Written request:
Can you convert all of the data below into a numbered list, leaving out any blank lines?
***** Entries provided *****
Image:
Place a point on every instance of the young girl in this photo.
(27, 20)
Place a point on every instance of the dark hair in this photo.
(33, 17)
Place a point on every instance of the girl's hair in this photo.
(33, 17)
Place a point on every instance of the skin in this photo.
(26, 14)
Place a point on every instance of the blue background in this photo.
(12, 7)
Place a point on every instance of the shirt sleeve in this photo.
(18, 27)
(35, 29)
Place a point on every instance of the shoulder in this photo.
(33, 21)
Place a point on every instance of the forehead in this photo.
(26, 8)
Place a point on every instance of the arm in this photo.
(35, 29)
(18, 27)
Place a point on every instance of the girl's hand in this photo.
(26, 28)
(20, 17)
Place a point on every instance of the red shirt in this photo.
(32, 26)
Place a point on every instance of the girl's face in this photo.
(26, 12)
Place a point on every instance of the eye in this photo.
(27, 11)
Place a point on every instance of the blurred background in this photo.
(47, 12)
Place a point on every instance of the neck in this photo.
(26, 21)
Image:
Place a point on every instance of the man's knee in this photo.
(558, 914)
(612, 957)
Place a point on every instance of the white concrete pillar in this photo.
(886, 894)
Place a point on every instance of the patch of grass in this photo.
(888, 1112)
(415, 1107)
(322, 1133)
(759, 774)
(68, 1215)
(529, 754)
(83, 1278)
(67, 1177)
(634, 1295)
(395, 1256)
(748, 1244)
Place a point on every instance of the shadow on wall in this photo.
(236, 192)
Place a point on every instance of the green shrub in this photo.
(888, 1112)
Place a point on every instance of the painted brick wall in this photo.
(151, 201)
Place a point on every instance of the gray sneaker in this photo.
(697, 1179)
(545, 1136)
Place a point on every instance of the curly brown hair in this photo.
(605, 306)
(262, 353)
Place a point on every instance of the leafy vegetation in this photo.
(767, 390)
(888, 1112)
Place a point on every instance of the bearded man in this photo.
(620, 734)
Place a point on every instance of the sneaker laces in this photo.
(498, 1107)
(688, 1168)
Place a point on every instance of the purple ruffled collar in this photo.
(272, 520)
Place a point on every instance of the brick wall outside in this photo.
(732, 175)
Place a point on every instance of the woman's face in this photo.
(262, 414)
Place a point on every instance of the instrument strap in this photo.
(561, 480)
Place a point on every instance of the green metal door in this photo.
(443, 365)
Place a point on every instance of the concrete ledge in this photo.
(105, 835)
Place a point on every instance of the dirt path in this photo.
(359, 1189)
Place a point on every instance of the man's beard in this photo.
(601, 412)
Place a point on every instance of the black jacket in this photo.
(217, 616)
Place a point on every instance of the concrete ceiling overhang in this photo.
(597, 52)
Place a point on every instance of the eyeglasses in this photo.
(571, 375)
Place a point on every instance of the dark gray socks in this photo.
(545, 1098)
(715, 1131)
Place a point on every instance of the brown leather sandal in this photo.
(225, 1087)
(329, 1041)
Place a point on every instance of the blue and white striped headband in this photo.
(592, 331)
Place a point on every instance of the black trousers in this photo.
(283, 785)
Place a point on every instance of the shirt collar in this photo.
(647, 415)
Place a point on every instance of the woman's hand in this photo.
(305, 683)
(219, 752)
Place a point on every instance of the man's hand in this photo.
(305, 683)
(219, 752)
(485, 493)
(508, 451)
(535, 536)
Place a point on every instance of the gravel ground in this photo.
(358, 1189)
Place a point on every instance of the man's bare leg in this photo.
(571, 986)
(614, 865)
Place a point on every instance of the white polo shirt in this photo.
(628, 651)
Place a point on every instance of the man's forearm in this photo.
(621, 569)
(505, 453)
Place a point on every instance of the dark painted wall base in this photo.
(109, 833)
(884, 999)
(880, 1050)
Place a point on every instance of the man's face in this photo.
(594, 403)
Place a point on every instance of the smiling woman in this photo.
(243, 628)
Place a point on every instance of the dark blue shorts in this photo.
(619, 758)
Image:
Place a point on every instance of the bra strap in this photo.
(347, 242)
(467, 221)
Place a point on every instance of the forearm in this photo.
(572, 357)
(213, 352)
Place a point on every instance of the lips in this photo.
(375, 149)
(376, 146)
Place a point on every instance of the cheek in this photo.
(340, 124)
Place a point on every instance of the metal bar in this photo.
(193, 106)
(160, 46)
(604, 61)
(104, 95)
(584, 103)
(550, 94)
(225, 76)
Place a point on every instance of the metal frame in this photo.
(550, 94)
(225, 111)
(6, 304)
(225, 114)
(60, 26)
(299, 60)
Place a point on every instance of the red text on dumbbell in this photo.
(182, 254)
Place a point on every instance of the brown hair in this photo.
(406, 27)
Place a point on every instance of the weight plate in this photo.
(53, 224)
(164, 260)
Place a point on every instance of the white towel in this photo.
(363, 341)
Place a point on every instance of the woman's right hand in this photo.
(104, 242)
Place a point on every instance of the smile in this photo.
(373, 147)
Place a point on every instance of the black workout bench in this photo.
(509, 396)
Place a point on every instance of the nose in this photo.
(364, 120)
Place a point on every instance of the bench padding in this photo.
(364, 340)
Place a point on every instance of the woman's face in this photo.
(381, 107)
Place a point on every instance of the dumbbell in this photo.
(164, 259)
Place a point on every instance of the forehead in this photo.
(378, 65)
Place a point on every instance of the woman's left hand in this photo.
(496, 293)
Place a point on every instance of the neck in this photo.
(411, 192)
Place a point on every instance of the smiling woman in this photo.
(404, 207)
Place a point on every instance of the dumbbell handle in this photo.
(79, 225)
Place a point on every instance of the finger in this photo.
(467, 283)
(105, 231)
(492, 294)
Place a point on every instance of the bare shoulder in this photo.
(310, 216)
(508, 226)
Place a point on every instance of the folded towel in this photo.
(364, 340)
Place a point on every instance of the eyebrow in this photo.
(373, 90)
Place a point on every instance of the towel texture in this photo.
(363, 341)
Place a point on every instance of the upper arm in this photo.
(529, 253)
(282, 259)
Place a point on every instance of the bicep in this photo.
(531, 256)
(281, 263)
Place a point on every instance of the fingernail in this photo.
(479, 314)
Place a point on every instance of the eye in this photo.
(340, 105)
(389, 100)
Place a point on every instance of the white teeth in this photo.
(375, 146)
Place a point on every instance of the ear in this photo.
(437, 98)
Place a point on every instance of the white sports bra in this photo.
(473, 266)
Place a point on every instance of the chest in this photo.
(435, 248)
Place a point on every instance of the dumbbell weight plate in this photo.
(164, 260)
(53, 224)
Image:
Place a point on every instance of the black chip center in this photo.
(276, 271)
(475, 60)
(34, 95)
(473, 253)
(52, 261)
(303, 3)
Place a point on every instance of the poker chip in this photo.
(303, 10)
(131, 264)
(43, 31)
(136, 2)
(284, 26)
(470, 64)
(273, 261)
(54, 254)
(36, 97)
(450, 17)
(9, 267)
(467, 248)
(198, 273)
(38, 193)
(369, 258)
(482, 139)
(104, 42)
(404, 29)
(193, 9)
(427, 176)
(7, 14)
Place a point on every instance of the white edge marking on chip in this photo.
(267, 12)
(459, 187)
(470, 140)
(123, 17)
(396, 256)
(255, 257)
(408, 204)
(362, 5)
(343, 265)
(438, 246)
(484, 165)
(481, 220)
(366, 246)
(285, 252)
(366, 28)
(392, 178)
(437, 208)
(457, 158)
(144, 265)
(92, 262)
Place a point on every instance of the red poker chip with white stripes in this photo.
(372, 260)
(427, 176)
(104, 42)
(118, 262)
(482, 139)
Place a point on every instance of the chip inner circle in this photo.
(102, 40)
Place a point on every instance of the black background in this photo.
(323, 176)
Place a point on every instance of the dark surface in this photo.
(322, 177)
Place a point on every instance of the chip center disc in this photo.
*****
Final result:
1. Image:
2. Place a point on every instance of the young girl in this photo.
3. (27, 20)
4. Place a point on every instance of the dark hair in this photo.
5. (33, 17)
6. Place a point on every instance of the girl's hair in this photo.
7. (33, 17)
8. Place a point on every instance of the skin in this photo.
9. (26, 14)
10. Place a point on every instance of the blue background in this photo.
11. (12, 7)
12. Place a point on every instance of the shirt sleeve in this photo.
13. (18, 27)
14. (35, 29)
15. Place a point on every instance of the shoulder in this photo.
16. (33, 21)
17. Place a point on every instance of the forehead in this photo.
18. (26, 8)
19. Place a point on every instance of the arm in this photo.
20. (35, 29)
21. (18, 27)
22. Place a point on every instance of the girl's hand in this photo.
23. (26, 28)
24. (20, 17)
25. Place a point on every instance of the red shirt in this photo.
26. (32, 26)
27. Place a point on every instance of the girl's face in this photo.
28. (26, 12)
29. Place a point on every instance of the eye in this photo.
30. (27, 11)
31. Place a point on every instance of the blurred background in this photo.
32. (47, 12)
33. Place a point on every instance of the neck in this photo.
34. (26, 21)
35. Image:
36. Place a point on every instance of the man's knee in this photo.
37. (558, 914)
38. (612, 957)
39. Place a point on every instance of the white concrete pillar in this photo.
40. (886, 894)
41. Place a point on every instance of the patch of grass in this photo.
42. (888, 1112)
43. (415, 1107)
44. (322, 1133)
45. (759, 774)
46. (68, 1215)
47. (529, 754)
48. (83, 1278)
49. (67, 1177)
50. (634, 1295)
51. (395, 1256)
52. (748, 1244)
53. Place a point on every instance of the shadow on wall in this photo.
54. (236, 192)
55. Place a point on every instance of the green shrub in this photo.
56. (888, 1112)
57. Place a point on every instance of the painted brick wall in this photo.
58. (151, 201)
59. Place a point on every instance of the gray sneaker in this photo.
60. (697, 1179)
61. (545, 1136)
62. Place a point on every instance of the curly brown hair in this photo.
63. (605, 306)
64. (262, 353)
65. Place a point on every instance of the leafy vegetation in this photo.
66. (767, 390)
67. (888, 1112)
68. Place a point on every instance of the bearded man in this photo.
69. (620, 734)
70. Place a point on every instance of the sneaker laces in this photo.
71. (498, 1107)
72. (688, 1168)
73. Place a point on every instance of the purple ruffled collar in this photo.
74. (272, 520)
75. Place a point on every instance of the brick wall outside in this photo.
76. (732, 175)
77. Place a point on every instance of the woman's face in this photo.
78. (262, 414)
79. Place a point on every instance of the instrument strap in this photo.
80. (561, 480)
81. Place a point on every instance of the green metal door in this photo.
82. (443, 365)
83. Place a point on every instance of the concrete ledge in this photo.
84. (105, 835)
85. Place a point on every instance of the dirt path in this photo.
86. (359, 1189)
87. Place a point on every instance of the man's beard in this photo.
88. (601, 412)
89. Place a point on every instance of the black jacket in this photo.
90. (217, 616)
91. Place a point on every instance of the concrete ceiling overhang in this photo.
92. (597, 52)
93. Place a point on every instance of the eyeglasses in this photo.
94. (571, 375)
95. Place a point on every instance of the dark gray socks in this photo.
96. (545, 1098)
97. (715, 1131)
98. Place a point on every instance of the brown leather sandal in this photo.
99. (225, 1087)
100. (329, 1041)
101. Place a point on every instance of the blue and white striped headband in this photo.
102. (592, 331)
103. Place a point on every instance of the black trousers in this photo.
104. (283, 785)
105. Place a point on every instance of the shirt collar in this photo.
106. (647, 415)
107. Place a point on every instance of the woman's hand in this photo.
108. (305, 683)
109. (219, 752)
110. Place a point on every instance of the man's hand in this photo.
111. (305, 683)
112. (219, 752)
113. (485, 493)
114. (508, 451)
115. (535, 536)
116. Place a point on every instance of the gravel ground in this photo.
117. (358, 1189)
118. Place a point on every instance of the man's bare leg in this photo.
119. (571, 986)
120. (614, 865)
121. Place a point on every instance of the white polo shirt in this photo.
122. (628, 651)
123. Place a point on every instance of the man's forearm in this photo.
124. (621, 569)
125. (505, 453)
126. Place a point on every instance of the dark painted wall base in this photo.
127. (109, 833)
128. (884, 999)
129. (880, 1050)
130. Place a point on every instance of the man's face in this photo.
131. (594, 403)
132. Place a point on every instance of the smiling woman in this photo.
133. (243, 628)
134. Place a point on every instance of the dark blue shorts in this photo.
135. (619, 758)
136. Image:
137. Place a point on every instance of the bra strap in this photo.
138. (347, 242)
139. (467, 221)
140. Place a point on every instance of the forearm in this photo.
141. (572, 357)
142. (213, 352)
143. Place a point on every instance of the lips in this photo.
144. (375, 149)
145. (376, 146)
146. Place a point on every instance of the cheek in this photo.
147. (340, 124)
148. Place a point on every instance of the metal bar in this photo.
149. (193, 106)
150. (160, 46)
151. (604, 61)
152. (104, 95)
153. (584, 103)
154. (550, 94)
155. (225, 76)
156. Place a point on every instance of the metal frame in this photo.
157. (550, 94)
158. (225, 111)
159. (6, 304)
160. (225, 114)
161. (60, 26)
162. (299, 60)
163. Place a point on every instance of the red text on dumbbell in this photo.
164. (182, 254)
165. Place a point on every instance of the brown hair in this photo.
166. (406, 27)
167. Place a point on every instance of the weight plate in this photo.
168. (53, 224)
169. (164, 260)
170. Place a point on every instance of the white towel in this photo.
171. (363, 341)
172. Place a point on every instance of the woman's right hand in this photo.
173. (104, 242)
174. Place a point on every instance of the smile in this photo.
175. (373, 147)
176. Place a point on every instance of the black workout bench in this photo.
177. (509, 396)
178. Place a point on every instance of the nose in this photo.
179. (364, 120)
180. Place a point on every instance of the bench padding in this photo.
181. (364, 340)
182. Place a point on every instance of the woman's face in this photo.
183. (381, 107)
184. Place a point on every instance of the dumbbell in this photo.
185. (164, 259)
186. Place a point on every instance of the forehead in this photo.
187. (378, 65)
188. Place a point on every instance of the woman's left hand in this photo.
189. (496, 293)
190. Place a point on every instance of the neck in this photo.
191. (411, 192)
192. Place a point on every instance of the smiling woman in this photo.
193. (404, 207)
194. Place a point on every instance of the dumbbell handle in this photo.
195. (79, 225)
196. Place a point on every instance of the finger in this photo.
197. (467, 283)
198. (105, 231)
199. (492, 294)
200. Place a point on every instance of the bare shoulder in this photo.
201. (310, 216)
202. (508, 226)
203. Place a point on every instance of the folded towel in this photo.
204. (364, 340)
205. Place a point on every instance of the eyebrow in this photo.
206. (373, 90)
207. Place a point on every instance of the towel texture in this photo.
208. (363, 341)
209. Place a point on every instance of the upper arm in this photo.
210. (529, 253)
211. (282, 259)
212. Place a point on every instance of the bicep in this photo.
213. (531, 256)
214. (281, 263)
215. Place a point on every instance of the fingernail in this photo.
216. (479, 314)
217. Place a point on every instance of the eye in this photo.
218. (340, 105)
219. (389, 100)
220. Place a point on every instance of the white teeth in this photo.
221. (375, 146)
222. Place a point on every instance of the ear in this photo.
223. (437, 98)
224. Place a point on every instance of the white sports bra in this photo.
225. (473, 266)
226. Place a point on every instance of the chest in this photo.
227. (435, 248)
228. Place a point on every instance of the dumbbell weight plate in this photo.
229. (164, 260)
230. (53, 224)
231. Image:
232. Place a point on every instance of the black chip center in this photo.
233. (276, 271)
234. (475, 60)
235. (34, 95)
236. (473, 253)
237. (52, 261)
238. (303, 3)
239. Place a point on every instance of the poker chip in this photo.
240. (303, 10)
241. (131, 264)
242. (43, 31)
243. (136, 2)
244. (284, 26)
245. (470, 64)
246. (273, 261)
247. (54, 254)
248. (36, 97)
249. (450, 17)
250. (9, 267)
251. (467, 248)
252. (198, 273)
253. (38, 193)
254. (369, 258)
255. (482, 139)
256. (104, 42)
257. (404, 29)
258. (193, 9)
259. (427, 176)
260. (7, 14)
261. Place a point on every instance of the white edge marking on chip in this photo.
262. (267, 12)
263. (459, 187)
264. (470, 140)
265. (123, 17)
266. (396, 256)
267. (255, 257)
268. (408, 204)
269. (362, 5)
270. (343, 265)
271. (438, 246)
272. (484, 165)
273. (481, 220)
274. (366, 246)
275. (285, 252)
276. (366, 28)
277. (392, 178)
278. (437, 208)
279. (457, 158)
280. (144, 265)
281. (92, 262)
282. Place a point on every instance of the red poker chip with white stripes in this photo.
283. (372, 260)
284. (427, 176)
285. (104, 42)
286. (118, 262)
287. (482, 139)
288. Place a point on every instance of the chip inner circle in this photo.
289. (102, 40)
290. Place a point on every instance of the black background in this photo.
291. (323, 176)
292. Place a point on every instance of the dark surface in this photo.
293. (322, 177)
294. Place a point on every instance of the chip center disc in this photo.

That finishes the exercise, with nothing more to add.